*** Record excerpts

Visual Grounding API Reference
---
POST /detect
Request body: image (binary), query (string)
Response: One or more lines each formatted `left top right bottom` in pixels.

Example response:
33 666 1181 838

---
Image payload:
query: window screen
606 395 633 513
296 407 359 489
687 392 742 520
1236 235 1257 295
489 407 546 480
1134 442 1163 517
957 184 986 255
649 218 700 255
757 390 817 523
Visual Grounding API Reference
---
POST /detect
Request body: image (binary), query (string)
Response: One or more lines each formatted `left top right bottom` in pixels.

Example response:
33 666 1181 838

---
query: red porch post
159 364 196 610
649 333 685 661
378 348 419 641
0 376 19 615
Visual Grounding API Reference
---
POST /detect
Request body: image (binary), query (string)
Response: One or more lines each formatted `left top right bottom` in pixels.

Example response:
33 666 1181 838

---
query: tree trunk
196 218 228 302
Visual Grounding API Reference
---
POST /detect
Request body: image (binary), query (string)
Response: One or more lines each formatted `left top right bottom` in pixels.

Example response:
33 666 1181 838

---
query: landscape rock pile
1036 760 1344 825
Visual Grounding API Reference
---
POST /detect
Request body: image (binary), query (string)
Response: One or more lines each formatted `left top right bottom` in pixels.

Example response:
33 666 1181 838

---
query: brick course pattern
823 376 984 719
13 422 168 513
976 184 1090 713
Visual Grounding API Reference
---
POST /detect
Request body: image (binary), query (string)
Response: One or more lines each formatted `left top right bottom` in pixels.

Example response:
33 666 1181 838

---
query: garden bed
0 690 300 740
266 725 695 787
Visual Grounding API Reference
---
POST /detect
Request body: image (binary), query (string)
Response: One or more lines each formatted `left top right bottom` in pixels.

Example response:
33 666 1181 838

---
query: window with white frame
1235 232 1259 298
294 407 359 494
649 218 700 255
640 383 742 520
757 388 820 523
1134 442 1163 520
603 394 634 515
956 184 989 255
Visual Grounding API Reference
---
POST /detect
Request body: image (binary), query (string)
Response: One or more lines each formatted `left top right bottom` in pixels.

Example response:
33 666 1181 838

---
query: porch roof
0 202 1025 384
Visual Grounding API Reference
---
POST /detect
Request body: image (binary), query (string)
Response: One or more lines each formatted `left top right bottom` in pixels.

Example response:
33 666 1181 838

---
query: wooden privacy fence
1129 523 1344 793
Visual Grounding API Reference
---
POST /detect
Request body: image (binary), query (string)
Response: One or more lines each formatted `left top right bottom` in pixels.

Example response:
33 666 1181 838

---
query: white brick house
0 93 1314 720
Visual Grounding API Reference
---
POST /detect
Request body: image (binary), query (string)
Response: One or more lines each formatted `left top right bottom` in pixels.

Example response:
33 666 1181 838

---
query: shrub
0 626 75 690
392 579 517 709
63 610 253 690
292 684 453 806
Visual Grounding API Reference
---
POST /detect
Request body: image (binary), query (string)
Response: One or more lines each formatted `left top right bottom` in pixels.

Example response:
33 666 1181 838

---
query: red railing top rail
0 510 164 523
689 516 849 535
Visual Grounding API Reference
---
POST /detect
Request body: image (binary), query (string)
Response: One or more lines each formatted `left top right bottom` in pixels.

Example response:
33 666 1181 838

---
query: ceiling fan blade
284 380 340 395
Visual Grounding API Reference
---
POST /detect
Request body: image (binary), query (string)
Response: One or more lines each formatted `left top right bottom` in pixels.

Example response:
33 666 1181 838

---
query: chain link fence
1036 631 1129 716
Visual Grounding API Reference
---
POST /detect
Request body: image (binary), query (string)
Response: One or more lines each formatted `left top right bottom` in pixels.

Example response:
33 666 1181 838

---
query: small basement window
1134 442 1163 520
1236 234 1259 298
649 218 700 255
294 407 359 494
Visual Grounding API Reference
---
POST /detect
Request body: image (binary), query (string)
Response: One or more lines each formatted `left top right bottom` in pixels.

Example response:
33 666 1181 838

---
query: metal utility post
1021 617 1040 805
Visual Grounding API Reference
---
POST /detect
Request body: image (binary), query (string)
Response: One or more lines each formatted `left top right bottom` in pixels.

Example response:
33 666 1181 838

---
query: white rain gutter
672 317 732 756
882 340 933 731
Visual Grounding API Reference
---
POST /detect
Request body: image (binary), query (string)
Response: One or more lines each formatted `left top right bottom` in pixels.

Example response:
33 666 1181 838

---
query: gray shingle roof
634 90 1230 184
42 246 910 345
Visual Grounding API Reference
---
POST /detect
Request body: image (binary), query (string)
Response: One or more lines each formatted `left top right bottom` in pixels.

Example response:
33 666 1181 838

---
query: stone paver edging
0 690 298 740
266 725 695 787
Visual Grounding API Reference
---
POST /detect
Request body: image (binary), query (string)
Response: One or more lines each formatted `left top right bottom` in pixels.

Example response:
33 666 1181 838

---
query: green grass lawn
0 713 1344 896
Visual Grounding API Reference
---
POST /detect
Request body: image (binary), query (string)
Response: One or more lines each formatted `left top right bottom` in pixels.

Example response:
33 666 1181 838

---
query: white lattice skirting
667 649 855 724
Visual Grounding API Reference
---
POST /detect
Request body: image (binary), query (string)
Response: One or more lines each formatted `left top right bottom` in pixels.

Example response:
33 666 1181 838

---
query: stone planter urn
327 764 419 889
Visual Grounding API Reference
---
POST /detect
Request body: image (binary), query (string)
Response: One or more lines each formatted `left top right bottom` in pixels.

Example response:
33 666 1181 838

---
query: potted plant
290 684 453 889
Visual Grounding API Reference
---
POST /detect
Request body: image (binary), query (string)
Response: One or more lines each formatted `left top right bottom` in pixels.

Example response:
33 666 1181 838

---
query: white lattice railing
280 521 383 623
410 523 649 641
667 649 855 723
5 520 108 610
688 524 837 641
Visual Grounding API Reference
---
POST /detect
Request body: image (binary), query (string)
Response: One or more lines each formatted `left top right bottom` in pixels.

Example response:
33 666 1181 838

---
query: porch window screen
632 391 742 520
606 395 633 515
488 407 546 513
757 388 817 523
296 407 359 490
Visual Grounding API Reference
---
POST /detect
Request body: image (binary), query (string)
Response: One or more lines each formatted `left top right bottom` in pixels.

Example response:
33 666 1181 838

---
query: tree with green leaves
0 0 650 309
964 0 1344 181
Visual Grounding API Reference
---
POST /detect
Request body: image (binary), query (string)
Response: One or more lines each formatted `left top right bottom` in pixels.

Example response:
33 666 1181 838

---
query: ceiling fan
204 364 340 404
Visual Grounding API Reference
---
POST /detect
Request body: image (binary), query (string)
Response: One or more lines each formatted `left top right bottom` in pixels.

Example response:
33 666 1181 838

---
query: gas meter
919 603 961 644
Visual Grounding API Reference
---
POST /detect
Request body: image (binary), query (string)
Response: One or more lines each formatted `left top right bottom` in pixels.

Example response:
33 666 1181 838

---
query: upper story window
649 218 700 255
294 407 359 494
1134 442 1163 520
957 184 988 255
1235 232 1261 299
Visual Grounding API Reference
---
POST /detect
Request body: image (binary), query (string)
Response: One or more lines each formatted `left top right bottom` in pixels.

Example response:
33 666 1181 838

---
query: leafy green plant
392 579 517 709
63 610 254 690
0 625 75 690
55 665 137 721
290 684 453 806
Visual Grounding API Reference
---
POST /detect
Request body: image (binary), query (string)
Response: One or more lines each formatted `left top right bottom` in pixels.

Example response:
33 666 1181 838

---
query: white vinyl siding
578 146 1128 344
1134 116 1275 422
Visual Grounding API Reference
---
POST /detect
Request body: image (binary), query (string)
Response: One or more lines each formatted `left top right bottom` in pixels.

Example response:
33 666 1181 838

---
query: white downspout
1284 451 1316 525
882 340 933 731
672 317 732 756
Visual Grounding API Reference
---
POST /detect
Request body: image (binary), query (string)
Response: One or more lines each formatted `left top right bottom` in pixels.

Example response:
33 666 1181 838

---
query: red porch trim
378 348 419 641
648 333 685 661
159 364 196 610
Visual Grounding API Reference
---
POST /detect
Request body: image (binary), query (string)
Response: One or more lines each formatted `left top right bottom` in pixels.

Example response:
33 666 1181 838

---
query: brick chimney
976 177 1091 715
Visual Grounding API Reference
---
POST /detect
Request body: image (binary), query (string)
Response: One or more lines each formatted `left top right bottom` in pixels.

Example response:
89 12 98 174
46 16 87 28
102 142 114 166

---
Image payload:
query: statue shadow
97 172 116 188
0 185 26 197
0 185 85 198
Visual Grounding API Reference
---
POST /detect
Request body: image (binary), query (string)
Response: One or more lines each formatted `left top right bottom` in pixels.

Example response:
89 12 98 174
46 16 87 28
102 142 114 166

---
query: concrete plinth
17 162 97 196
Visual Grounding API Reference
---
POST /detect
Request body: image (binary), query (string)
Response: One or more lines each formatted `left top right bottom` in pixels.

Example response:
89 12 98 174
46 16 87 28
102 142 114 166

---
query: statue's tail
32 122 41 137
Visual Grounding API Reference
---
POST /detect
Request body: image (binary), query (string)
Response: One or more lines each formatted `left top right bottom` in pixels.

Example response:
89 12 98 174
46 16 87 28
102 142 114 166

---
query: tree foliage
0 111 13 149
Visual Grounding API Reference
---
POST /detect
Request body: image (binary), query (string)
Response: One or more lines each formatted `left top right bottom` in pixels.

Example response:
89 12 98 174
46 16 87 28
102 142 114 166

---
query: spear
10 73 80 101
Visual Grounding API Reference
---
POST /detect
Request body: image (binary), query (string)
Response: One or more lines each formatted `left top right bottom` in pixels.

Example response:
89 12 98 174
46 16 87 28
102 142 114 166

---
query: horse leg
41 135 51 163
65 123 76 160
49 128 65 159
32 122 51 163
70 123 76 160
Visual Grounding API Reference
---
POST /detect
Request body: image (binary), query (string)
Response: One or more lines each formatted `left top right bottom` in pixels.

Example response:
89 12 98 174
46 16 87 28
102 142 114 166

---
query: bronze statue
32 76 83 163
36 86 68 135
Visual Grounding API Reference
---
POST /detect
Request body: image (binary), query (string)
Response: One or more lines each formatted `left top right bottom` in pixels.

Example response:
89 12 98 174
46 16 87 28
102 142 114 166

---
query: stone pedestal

******

Arrange the data from its first line through the line containing "0 376 19 615", both included, as a Markdown table with the columns Row and Line. Give each line a row number and omit blank lines.

| Row | Line |
|---|---|
| 1 | Visual Grounding API Reference |
| 2 | --- |
| 3 | POST /detect |
| 4 | Request body: image (binary), query (string) |
| 5 | Response: One or more lines each formatted `left top right bottom` in pixels. |
| 6 | Example response: |
| 7 | 33 666 1181 838 |
| 8 | --- |
| 9 | Image payload: |
| 10 | query: window screen |
| 11 | 606 395 633 513 |
| 12 | 296 407 359 489 |
| 13 | 687 392 742 520 |
| 14 | 1236 235 1257 295 |
| 15 | 489 407 546 480 |
| 16 | 1134 442 1163 517 |
| 17 | 957 184 986 255 |
| 18 | 649 218 700 255 |
| 19 | 757 390 817 523 |
| 20 | Visual Grounding API Reference |
| 21 | --- |
| 22 | POST /detect |
| 23 | Request body: image (binary), query (string) |
| 24 | Response: One or more lines each formatted `left top right bottom` in pixels. |
| 25 | Example response: |
| 26 | 33 666 1181 838 |
| 27 | --- |
| 28 | query: red porch post |
| 29 | 159 364 196 610 |
| 30 | 649 333 685 661 |
| 31 | 378 348 419 641 |
| 32 | 0 376 19 615 |